> **TASK PROMPT**: Rewrite each line of the material below, putting "mark" wherever "indicate" appears and leaving everything else the same.

☆ ☆ ☆ ☆ ☆

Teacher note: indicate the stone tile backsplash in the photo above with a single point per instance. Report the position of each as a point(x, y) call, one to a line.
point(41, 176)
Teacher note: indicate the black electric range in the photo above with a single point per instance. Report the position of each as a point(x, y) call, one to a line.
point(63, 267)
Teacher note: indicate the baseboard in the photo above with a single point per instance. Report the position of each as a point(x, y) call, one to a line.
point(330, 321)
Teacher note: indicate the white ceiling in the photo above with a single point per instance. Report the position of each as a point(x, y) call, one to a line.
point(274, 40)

☆ ☆ ☆ ☆ ☆

> **ANSWER FOR THIS EXERCISE**:
Teacher note: mark the stone tile backsplash in the photo above with a single point per instance. Report the position of each as a point(x, y) call, one to a line.
point(41, 176)
Teacher note: mark the black electric range in the photo above with a single point per instance. Report the position of each as a point(x, y) call, one to a line.
point(63, 267)
Teacher note: mark the baseboard in the photo above with a single point per instance. Report the position of each as a point(x, y) call, one to a line.
point(330, 321)
Teacher note: mark the white ceiling in the photo above with a single point per instance. Report the position of each as a point(x, y) call, one to a line.
point(274, 40)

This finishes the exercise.